*What is required*. Here the job is to transcribe the data exactly while omitting the images.

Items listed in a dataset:

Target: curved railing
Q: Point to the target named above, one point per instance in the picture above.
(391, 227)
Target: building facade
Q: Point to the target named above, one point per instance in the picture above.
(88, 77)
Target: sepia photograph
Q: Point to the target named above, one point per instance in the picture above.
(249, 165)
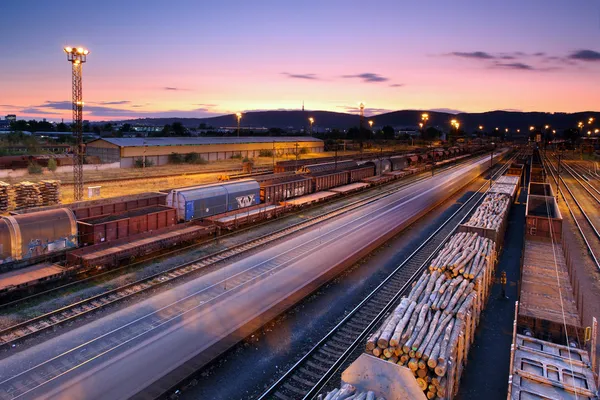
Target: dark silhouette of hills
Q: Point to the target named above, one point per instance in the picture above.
(406, 118)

*Answer area*.
Target: curved railing
Q: Point to the target named above, one point per instance in the picture above.
(391, 227)
Target: building facade
Q: Point to the target named above, one point per instance in the picture above.
(88, 77)
Target: sepia photograph
Q: Point to the target named above, one point per instance in the picture above.
(249, 165)
Target: dark silhouette of hills
Q: Point to the target named above, one point per instance in the picture above.
(406, 118)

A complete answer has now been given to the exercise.